Exercise brief
Could you rewrite all of the records below as a numbered list, leaving out any blank lines?

Excerpted data
▬▬▬▬▬▬▬▬▬▬
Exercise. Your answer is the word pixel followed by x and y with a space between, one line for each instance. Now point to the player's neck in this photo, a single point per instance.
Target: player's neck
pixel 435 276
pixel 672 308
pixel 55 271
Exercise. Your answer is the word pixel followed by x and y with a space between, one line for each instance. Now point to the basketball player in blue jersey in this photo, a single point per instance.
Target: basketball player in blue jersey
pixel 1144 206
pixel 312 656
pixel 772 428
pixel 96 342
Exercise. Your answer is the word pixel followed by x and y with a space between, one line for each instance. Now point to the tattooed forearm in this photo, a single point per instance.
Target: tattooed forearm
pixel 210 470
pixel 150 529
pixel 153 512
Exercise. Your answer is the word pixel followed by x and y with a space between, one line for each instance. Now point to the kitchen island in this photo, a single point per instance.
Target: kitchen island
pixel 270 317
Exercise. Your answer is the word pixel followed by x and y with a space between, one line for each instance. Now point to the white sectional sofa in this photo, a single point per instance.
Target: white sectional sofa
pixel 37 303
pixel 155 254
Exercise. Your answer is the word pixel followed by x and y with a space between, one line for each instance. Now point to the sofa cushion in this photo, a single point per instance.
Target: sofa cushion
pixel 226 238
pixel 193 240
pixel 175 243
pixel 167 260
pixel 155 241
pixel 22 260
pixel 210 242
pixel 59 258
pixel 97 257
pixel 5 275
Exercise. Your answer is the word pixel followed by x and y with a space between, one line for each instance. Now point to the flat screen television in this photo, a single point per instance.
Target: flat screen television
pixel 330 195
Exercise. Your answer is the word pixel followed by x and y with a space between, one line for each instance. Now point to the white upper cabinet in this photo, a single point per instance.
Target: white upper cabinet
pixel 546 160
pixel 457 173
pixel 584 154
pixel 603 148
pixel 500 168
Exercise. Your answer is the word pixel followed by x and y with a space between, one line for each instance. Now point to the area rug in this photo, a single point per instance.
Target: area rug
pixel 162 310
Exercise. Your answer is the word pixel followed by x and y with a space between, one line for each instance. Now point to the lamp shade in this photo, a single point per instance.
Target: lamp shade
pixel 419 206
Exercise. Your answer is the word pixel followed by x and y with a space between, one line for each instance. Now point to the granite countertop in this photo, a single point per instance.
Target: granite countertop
▬▬▬▬▬▬▬▬▬▬
Full answer
1. Exercise. Your answer is the word pixel followed by x and y with a space between, one line for each instance. Now point to the player's neck in this photo, a single point per instance.
2. Target: player's neck
3. pixel 435 276
4. pixel 672 308
5. pixel 55 271
6. Exercise. Your answer is the word pixel followed by x and y with a space between, one line for each instance. Now point to the basketball player in blue jersey in this photo, a single point per instance.
7. Target: basketball player in blue jersey
8. pixel 1144 206
9. pixel 312 656
10. pixel 772 428
11. pixel 96 342
12. Exercise. Your answer is the word pixel followed by x and y with a space between, one line for each instance. Now point to the tattooed forearm in this photo, a single point per instance.
13. Target: tattooed forearm
14. pixel 210 470
15. pixel 150 529
16. pixel 153 512
17. Exercise. Your answer is the word pixel followed by x and y with a space between, one line for each instance. Now point to the kitchen island in this photo, a single point per instance.
18. Target: kitchen island
19. pixel 270 317
20. Exercise. Your answer is the word pixel followed by x and y with a space between, one line for each instance. Now point to the white sectional sofa in this photo, a single point per instance.
21. Target: white sectional sofa
22. pixel 37 303
23. pixel 155 254
24. Exercise. Your answer is the word pixel followed by x and y with a space between, one line for each instance. Now point to the sofa cushion in this photo, a single point per instance.
25. Target: sofa cushion
26. pixel 226 238
27. pixel 193 240
28. pixel 175 243
29. pixel 167 260
30. pixel 155 241
31. pixel 22 260
32. pixel 210 242
33. pixel 59 258
34. pixel 97 257
35. pixel 5 275
36. Exercise. Your answer is the word pixel followed by x and y with a space between, one line for each instance. Now point to the flat screen television in this photo, a single point per instance.
37. Target: flat screen television
38. pixel 330 195
39. Exercise. Your answer is the word pixel followed by x and y with a space between, one line for each instance. Now point to the white upper cabinet in this photo, a single point per instance.
40. Target: white upper cabinet
41. pixel 546 160
42. pixel 457 173
43. pixel 584 154
44. pixel 603 148
45. pixel 500 168
46. Exercise. Your answer is the word pixel followed by x and y with a space between, one line for each instance. Now point to the area rug in this photo, a single point per instance.
47. Target: area rug
48. pixel 162 310
49. Exercise. Your answer is the word pixel followed by x and y with a space between, one line for each instance. Now point to the lamp shade in this photo, a single point per instance.
50. Target: lamp shade
51. pixel 419 206
52. Exercise. Your answer is the word pixel followed by x and y with a space between, one line for each instance. Now point to the granite countertop in this photo, a single point per instance.
53. Target: granite countertop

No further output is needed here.